### Extrait
┌────────
Oui, effectivement, ces détours me permettent de prendre de la distance. Quand j’ai commencé à écrire, il y a eu un moment où j’ai compris qu’elle allait être la forme du livre : il fallait qu’il ressemble à ce qui se passe dans ma tête, qu’il montre comment se construit une pensée, donc j’allais forcément vers quelque chose de composite. Il m’était également nécessaire de sortir de l’étouffement que je ressentais par moments, de ne pas tout dire à la première personne. Il me fallait trouver comment parler du calvaire d’une fillette par d’autres voix que la mienne. Cela me permettait de respirer, de trouver peut-être un peu de distance, mais en réalité d’aller encore plus loin dans ce que j’avais à écrire. Il y a des choses très violentes que je ne peux dire qu’en faisant ces détours. Donc ils sont paradoxaux, et toujours ambivalents ces détours, ces références à d’autres voix. Mais pour ce qui a trait à Virginia Woolf, c’est un peu différent, ça m’importait de la convoquer parce qu’elle a subi des abus sexuels de la part de son demi-frère et que ça reste un aspect de son œuvre qui est très peu présent alors qu’elle a écrit à ce sujet. C’est quelque chose qui a eu son importance, qui a eu un impact sur sa personnalité – elle était bipolaire – et sa vision du monde. Pourtant on en parle très peu.

Vous écrivez : « C’est dans la fiction que je me suis construite. Et la fiction n’amène que des réponses à côté, des réponses hors-sujet, fondées sur des exemples qui n’existent pas ». Pouvez-vous éclairer cette affirmation ?

Je parle de mes lectures. Ma formation intellectuelle ne s’est pas faite par le biais d’ouvrages théoriques sur le féminisme par exemple ou sur l’impact des abus sexuels sur la personnalité, sur ce qu’on appelle la sidération traumatique. J’ai lu surtout des romans, sur l’apartheid, le goulag, l’esclavage, la shoah  ; c’est Lolita de Nabokov qui m’a beaucoup appris sur les situations d’emprise d’un adulte sur une fillette, et non des traités théoriques ou psychanalytiques. Je ne suis spécialiste d’aucun de ces sujets, je n’ai pas le vocabulaire académique et conceptuel des spécialistes, et je veux néanmoins écrire, écrire comme je suis, avec ce que j’ai vécu. La particularité de ce texte c’est cela, c’est l’expérience de quelqu’un qui s’est construit à travers la fiction. J’ai également le bagage que m’ont donné mes études de littérature : la critique littéraire, l’analyse des œuvres, la distance prise par rapport au langage afin de déconstruire les préjugés, de mettre en évidence l’implicite dans un discours, tout cela fait partie de ma construction. J’ai enfin accepté dans ce livre que celle qui écrit des essais académiques soit la même personne que celle qui écrit des textes de création, des nouvelles, un roman.

La gestation a-t-elle été longue ? Et l’écriture douloureuse ?
└────────
### Données à traiter
┌────────
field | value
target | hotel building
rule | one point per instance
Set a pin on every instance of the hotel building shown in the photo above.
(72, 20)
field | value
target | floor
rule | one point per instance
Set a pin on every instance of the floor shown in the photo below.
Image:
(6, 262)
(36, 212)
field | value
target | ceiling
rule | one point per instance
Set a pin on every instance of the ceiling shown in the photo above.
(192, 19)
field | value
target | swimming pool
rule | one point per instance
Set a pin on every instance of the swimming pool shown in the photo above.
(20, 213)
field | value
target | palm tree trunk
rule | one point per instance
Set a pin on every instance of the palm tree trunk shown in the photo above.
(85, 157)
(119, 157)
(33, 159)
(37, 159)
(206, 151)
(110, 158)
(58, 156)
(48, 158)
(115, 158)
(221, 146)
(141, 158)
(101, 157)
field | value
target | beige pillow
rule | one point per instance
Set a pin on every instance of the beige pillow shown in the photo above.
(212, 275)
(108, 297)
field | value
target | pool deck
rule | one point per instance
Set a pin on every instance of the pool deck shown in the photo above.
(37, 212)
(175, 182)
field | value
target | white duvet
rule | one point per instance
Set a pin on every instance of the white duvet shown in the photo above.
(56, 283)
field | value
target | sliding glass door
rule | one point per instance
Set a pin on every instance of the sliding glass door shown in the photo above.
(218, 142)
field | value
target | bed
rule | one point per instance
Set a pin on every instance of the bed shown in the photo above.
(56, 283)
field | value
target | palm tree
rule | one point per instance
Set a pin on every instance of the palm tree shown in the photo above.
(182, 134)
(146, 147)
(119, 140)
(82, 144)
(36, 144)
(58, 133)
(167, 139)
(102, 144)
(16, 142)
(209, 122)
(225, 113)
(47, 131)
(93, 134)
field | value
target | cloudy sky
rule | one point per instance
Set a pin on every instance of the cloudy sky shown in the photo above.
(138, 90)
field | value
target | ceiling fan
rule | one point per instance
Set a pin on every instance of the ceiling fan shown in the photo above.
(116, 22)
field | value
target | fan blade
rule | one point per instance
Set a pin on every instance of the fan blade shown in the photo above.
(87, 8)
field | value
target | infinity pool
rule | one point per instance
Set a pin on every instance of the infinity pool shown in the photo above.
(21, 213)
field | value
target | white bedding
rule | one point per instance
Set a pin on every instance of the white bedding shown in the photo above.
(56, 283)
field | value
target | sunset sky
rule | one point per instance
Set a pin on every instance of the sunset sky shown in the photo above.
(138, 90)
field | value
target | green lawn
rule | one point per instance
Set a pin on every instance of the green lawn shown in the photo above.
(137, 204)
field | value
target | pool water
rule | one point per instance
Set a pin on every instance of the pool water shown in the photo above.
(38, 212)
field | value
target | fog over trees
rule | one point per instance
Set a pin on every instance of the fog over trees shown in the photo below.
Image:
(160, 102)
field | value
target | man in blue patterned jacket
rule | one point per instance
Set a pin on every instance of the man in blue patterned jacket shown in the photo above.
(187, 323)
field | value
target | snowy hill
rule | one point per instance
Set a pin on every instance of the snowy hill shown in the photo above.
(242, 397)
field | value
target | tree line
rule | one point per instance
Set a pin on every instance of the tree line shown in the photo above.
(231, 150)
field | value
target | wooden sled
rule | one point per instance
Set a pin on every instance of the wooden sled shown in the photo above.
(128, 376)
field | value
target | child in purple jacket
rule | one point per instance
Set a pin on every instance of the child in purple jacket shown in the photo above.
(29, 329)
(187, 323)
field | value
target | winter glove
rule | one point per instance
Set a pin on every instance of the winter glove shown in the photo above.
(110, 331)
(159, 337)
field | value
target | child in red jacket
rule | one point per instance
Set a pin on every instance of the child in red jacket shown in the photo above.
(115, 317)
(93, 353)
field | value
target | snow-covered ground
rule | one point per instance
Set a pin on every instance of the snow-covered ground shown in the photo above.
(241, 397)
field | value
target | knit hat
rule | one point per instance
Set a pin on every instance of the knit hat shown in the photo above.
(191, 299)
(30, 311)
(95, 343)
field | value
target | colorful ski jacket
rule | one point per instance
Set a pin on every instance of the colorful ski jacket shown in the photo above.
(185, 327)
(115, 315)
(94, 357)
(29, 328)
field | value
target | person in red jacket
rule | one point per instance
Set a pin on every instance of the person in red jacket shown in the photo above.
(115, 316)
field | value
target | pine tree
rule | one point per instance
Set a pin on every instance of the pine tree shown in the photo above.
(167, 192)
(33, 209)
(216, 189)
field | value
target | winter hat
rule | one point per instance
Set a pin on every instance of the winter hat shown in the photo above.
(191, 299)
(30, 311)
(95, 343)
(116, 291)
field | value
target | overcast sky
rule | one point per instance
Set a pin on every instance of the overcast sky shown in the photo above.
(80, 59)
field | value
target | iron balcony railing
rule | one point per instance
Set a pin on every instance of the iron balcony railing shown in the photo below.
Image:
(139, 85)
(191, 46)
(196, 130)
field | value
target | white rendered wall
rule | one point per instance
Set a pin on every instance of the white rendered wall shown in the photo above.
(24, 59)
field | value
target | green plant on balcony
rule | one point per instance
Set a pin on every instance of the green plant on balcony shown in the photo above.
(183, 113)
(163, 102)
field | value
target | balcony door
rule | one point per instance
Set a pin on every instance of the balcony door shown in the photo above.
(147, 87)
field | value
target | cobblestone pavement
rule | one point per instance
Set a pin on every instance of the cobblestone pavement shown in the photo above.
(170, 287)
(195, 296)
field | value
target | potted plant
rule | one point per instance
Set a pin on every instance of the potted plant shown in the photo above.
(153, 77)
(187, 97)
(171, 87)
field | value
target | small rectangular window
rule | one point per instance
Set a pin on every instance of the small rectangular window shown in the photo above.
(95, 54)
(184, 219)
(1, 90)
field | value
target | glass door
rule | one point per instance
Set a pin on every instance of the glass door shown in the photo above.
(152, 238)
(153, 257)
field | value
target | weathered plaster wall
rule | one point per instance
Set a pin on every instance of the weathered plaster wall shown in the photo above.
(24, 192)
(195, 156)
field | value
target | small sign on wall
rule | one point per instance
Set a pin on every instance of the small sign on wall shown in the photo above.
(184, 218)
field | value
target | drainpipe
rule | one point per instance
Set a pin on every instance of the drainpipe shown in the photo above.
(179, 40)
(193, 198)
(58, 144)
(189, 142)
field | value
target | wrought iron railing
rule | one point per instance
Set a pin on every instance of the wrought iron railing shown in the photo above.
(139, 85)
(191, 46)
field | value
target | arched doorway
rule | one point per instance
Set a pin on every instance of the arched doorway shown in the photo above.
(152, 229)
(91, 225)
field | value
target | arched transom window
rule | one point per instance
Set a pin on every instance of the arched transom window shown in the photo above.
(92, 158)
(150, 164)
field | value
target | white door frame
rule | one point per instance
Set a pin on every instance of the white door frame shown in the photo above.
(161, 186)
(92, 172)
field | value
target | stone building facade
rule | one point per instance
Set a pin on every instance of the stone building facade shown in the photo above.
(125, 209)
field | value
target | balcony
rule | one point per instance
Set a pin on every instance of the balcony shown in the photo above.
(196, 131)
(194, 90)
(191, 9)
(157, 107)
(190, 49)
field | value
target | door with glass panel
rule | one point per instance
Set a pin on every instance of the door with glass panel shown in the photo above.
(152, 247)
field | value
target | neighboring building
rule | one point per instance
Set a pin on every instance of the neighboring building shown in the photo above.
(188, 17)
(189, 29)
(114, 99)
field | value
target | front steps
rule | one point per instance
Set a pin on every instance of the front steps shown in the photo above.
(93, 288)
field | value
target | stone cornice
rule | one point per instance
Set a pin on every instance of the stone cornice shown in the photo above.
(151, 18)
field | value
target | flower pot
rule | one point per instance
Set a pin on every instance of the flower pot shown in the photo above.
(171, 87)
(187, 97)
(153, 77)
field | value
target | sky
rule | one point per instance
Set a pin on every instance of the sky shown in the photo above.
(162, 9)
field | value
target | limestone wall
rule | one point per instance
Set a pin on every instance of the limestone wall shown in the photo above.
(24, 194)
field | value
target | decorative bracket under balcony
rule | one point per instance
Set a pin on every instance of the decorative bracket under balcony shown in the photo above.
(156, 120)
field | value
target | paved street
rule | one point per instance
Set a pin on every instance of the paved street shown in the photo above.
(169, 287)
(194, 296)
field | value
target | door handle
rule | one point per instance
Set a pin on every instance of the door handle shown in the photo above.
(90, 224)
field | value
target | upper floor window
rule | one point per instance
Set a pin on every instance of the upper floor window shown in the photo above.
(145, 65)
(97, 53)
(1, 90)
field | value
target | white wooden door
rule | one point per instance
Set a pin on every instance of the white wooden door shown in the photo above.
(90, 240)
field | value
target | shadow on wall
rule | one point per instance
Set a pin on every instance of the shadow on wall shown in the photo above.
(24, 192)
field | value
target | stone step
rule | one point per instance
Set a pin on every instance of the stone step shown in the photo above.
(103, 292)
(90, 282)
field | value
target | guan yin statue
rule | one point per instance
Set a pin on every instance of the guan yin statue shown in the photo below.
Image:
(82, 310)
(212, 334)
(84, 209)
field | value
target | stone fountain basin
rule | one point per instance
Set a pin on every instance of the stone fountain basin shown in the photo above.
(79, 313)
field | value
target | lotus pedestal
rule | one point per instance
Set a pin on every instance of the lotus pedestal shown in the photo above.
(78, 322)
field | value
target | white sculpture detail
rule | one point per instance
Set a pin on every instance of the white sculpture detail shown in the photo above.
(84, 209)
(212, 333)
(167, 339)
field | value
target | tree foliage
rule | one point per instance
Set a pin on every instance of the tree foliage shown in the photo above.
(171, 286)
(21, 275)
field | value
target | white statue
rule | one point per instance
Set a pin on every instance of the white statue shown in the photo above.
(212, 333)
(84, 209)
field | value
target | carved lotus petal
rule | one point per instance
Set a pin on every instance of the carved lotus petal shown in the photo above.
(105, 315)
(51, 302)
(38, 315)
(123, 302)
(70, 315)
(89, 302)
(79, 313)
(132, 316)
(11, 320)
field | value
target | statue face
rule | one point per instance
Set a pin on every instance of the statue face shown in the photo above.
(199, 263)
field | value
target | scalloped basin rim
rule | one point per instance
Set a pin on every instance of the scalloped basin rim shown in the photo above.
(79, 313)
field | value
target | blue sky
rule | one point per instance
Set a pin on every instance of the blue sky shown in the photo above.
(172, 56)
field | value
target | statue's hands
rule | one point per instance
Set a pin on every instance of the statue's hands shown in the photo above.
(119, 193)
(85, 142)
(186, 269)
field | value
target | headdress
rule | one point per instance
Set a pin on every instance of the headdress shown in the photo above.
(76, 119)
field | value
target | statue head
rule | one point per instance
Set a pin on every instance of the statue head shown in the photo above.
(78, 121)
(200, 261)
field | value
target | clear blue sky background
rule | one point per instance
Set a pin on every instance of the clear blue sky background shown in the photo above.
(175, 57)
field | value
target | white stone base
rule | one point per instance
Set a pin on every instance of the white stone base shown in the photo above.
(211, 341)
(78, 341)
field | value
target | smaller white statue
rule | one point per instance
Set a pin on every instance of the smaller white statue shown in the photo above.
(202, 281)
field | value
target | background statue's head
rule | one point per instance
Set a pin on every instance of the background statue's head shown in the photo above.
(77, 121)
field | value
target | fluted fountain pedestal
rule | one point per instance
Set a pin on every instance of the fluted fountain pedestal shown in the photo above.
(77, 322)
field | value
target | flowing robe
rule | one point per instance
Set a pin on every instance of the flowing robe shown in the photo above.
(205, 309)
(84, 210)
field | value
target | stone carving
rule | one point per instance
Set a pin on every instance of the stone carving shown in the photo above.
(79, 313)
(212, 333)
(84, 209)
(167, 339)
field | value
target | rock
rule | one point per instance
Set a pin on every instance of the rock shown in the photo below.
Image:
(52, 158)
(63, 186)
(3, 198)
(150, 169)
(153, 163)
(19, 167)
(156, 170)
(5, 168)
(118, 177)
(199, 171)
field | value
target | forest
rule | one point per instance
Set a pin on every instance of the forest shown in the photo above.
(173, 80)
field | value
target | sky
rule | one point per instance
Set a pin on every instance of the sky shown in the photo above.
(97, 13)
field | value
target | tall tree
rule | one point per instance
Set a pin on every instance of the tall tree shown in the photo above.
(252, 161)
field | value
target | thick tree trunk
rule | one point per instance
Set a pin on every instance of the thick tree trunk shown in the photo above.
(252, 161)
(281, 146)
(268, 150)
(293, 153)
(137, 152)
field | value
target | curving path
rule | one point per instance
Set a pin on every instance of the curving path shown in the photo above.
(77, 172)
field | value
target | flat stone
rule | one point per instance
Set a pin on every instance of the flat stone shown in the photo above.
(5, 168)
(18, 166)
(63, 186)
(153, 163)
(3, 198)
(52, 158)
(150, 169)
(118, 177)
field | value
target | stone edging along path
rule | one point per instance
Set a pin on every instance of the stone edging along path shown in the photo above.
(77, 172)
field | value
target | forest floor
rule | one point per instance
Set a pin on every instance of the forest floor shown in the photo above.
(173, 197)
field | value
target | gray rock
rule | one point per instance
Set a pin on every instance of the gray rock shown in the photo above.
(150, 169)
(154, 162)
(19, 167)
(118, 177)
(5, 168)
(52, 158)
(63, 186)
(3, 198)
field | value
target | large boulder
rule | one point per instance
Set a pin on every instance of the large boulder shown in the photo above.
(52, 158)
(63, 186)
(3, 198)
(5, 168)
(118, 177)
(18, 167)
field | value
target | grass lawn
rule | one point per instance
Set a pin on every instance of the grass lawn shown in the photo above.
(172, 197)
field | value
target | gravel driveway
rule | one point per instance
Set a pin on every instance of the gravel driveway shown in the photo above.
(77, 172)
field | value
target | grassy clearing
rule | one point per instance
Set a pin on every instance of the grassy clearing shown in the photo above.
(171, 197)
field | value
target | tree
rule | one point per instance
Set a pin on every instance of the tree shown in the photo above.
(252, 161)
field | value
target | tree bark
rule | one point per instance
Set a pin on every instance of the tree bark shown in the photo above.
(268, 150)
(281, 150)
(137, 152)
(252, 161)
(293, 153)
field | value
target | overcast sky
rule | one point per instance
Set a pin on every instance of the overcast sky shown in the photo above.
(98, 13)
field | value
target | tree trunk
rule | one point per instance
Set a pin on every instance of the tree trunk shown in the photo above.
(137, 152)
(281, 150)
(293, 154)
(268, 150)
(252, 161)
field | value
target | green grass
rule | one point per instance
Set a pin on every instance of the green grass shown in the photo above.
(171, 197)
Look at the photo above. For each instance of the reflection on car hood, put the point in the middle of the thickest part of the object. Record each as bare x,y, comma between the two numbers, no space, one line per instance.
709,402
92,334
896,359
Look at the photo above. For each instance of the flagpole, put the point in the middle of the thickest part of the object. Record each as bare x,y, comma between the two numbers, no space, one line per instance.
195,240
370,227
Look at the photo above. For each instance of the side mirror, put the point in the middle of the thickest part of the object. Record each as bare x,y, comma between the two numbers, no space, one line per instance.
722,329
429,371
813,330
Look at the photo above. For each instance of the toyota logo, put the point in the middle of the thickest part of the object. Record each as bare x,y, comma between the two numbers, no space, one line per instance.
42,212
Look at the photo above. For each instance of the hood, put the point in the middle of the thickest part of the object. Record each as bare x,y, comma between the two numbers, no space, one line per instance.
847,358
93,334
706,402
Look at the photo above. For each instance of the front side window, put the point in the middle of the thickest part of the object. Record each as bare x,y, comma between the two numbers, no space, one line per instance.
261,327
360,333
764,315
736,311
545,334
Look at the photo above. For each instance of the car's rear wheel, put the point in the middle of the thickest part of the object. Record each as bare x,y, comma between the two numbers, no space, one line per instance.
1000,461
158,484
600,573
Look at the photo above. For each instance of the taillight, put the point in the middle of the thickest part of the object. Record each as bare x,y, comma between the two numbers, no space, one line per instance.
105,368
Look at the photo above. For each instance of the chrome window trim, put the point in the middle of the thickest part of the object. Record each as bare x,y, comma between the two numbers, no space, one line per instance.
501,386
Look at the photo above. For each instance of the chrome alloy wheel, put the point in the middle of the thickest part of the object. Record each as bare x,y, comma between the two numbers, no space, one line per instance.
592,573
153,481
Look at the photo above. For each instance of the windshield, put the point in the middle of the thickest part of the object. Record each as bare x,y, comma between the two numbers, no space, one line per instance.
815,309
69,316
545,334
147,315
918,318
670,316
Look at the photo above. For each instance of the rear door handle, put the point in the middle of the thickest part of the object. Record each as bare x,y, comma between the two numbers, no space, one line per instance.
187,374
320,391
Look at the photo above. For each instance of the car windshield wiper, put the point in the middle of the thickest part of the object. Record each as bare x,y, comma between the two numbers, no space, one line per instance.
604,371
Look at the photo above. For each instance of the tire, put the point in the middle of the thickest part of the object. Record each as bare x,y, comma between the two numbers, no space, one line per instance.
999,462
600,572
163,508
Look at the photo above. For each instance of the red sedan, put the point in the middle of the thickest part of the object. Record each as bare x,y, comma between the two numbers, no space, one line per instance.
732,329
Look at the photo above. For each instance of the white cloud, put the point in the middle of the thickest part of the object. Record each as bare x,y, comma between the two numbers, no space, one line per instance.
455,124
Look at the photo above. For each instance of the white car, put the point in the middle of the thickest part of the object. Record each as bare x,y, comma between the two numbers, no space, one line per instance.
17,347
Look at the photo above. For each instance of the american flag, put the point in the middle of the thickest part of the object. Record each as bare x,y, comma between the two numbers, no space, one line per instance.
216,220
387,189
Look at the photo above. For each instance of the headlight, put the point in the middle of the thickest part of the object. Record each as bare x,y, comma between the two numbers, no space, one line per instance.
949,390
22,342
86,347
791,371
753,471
└────────
### Travail à faire
1. Répondez aux questions suivantes d'après l'extrait.
(a) Qui a commis les abus sexuels subis par Virginia Woolf ?
(b) Quel roman a beaucoup appris à la personne qui répond sur les situations d'emprise d'un adulte sur une fillette ?
(c) Quelles études la personne qui répond a-t-elle faites ?
2. Indiquez combien de lignes des entrées contiennent la chaîne « flower ». Donnez uniquement ce nombre.

### Corrigé
1.
(a) Son demi-frère.
(b) Lolita de Nabokov.
(c) Des études de littérature.

2. 2